— Written problem —
Reproduce word for word the part of the rows below that opens with the line containing "Reviewer note: every instance of the machine" and runs through the end of the rows, including that opening line.

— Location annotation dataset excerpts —
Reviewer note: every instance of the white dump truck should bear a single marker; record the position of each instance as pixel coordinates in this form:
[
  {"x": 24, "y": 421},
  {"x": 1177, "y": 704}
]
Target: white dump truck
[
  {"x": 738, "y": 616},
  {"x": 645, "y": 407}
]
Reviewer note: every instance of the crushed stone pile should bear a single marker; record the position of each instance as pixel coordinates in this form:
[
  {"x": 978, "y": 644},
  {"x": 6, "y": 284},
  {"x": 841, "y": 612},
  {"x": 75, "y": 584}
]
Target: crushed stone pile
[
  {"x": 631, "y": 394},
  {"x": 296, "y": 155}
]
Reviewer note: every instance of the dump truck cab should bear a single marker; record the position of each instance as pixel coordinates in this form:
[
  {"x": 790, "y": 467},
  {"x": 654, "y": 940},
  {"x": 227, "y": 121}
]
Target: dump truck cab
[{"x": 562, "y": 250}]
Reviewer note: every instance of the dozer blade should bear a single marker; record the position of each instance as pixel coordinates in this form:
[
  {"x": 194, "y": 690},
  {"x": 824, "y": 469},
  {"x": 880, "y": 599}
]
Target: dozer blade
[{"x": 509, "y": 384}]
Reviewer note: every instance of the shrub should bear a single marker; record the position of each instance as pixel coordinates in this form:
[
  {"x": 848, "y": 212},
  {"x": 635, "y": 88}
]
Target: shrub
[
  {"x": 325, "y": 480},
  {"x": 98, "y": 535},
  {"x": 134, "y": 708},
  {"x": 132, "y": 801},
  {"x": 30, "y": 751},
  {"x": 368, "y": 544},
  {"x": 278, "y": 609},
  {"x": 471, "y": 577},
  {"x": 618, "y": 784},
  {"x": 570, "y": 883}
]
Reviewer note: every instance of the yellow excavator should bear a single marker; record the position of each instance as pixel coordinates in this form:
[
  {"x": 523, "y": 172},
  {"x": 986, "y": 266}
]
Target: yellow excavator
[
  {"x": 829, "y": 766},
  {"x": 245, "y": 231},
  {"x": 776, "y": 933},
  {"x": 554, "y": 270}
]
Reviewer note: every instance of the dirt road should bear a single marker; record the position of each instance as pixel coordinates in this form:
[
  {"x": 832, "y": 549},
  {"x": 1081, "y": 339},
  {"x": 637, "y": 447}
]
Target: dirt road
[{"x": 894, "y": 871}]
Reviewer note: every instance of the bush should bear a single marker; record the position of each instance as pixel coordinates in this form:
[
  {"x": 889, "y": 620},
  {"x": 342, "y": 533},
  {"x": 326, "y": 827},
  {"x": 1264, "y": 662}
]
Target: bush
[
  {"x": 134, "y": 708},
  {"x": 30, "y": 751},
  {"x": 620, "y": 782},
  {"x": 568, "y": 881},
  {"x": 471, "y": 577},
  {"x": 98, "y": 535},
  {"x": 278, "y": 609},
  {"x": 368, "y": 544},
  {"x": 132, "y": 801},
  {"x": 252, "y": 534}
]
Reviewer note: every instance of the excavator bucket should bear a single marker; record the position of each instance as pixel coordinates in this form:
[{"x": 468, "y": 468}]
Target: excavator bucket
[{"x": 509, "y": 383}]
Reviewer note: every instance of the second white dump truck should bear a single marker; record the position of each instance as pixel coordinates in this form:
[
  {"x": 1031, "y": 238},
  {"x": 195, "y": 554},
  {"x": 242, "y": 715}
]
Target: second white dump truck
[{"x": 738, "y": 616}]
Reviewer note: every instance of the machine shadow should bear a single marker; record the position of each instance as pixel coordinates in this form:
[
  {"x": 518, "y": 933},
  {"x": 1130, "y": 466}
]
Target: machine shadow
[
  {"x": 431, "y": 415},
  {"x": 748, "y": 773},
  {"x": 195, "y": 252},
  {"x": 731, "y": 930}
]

— Result for this exercise —
Reviewer note: every instance of the machine shadow should bear a single marker; record the position of each instance as pixel coordinates in this form:
[
  {"x": 518, "y": 933},
  {"x": 1130, "y": 466}
]
Target: machine shadow
[
  {"x": 431, "y": 415},
  {"x": 748, "y": 773},
  {"x": 195, "y": 252},
  {"x": 731, "y": 930}
]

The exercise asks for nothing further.